:: GIVEN RECORDS
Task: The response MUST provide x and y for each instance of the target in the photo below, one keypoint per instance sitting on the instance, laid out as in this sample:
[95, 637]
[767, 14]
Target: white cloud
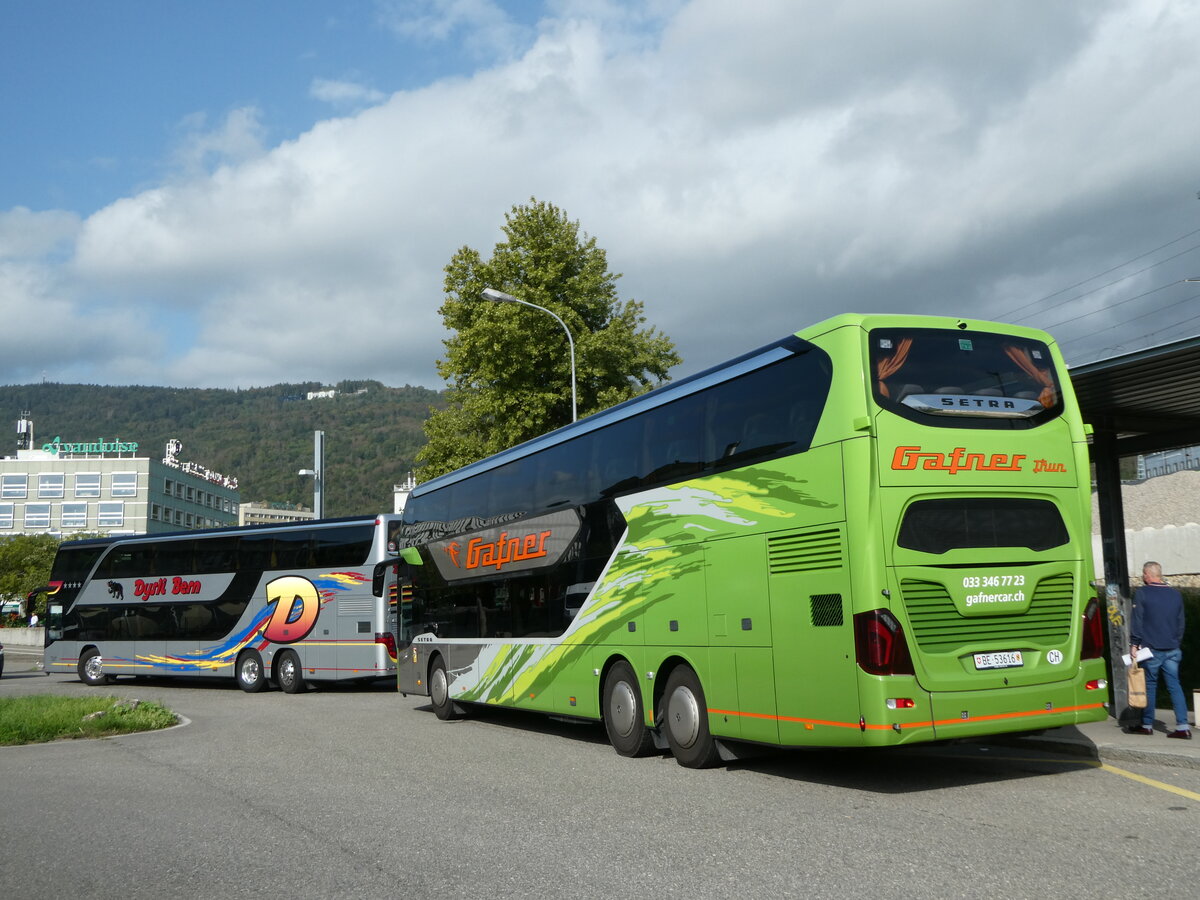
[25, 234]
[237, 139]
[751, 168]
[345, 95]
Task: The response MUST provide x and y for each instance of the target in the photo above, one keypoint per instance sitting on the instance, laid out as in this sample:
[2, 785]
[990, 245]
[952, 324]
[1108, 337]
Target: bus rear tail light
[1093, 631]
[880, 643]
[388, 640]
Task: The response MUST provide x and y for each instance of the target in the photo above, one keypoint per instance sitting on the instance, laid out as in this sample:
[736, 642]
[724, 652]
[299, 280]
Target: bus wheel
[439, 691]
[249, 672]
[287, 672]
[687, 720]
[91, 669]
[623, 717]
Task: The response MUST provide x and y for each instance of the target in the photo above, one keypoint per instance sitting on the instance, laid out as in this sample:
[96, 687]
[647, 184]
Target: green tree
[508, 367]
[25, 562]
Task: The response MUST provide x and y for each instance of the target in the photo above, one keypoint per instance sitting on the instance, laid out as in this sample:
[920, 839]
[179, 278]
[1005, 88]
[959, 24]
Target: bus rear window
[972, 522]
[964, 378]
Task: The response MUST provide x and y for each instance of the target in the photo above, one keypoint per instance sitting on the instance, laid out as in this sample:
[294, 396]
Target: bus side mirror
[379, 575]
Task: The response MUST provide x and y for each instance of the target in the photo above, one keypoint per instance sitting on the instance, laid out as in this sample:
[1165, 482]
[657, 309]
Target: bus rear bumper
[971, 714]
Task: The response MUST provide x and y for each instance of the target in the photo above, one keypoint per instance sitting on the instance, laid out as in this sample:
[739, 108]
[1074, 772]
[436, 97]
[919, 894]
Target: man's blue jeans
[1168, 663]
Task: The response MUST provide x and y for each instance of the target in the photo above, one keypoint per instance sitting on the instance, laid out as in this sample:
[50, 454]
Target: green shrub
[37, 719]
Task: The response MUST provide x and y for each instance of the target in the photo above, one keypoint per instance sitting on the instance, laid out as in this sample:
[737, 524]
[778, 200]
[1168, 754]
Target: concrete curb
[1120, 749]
::::
:: GIVEN RECORDS
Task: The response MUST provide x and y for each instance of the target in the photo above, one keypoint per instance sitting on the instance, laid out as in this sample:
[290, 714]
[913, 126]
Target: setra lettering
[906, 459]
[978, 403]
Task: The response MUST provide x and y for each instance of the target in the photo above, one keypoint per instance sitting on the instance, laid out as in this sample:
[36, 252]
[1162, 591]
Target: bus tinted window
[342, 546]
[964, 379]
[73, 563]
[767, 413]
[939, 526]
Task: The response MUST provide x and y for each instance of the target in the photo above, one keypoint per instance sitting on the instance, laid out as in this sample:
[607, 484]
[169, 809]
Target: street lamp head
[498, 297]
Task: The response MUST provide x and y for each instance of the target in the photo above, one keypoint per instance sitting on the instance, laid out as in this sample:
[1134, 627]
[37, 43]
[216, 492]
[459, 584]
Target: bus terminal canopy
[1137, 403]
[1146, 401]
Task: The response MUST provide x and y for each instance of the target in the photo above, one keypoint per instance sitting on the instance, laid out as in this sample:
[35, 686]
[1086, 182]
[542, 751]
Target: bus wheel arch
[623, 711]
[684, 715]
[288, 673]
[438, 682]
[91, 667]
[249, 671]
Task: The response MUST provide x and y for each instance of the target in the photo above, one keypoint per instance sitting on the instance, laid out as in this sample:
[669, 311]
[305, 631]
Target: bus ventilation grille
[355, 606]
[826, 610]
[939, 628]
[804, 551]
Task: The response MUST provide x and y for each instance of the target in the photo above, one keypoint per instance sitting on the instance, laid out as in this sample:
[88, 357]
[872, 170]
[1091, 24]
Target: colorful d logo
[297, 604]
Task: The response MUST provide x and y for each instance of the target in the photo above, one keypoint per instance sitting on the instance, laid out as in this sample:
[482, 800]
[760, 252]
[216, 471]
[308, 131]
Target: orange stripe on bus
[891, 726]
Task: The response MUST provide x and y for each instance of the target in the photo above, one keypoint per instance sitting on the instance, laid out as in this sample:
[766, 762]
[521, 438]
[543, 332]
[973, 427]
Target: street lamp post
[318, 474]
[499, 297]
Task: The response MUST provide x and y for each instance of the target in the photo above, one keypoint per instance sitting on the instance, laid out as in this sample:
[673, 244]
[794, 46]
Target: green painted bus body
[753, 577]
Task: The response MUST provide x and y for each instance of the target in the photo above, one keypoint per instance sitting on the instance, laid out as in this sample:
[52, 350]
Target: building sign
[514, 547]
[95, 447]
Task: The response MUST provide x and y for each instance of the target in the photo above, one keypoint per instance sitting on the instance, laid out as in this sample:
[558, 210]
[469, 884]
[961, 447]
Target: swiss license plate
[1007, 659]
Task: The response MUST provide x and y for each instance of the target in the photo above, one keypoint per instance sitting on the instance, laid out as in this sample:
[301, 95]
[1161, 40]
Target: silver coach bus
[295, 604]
::::
**ACTIVITY:** Retype, exactly and in full, the lines above from the one containing "Target: setra lettering" through the one containing "[1162, 591]".

**RESPONSE AREA:**
Target: setra lettering
[906, 459]
[978, 403]
Task: The response MUST provide x and y for each instance of the target in the photo above, one keypoint per instance sitting on the instance, laid out as in this sample:
[36, 252]
[1162, 591]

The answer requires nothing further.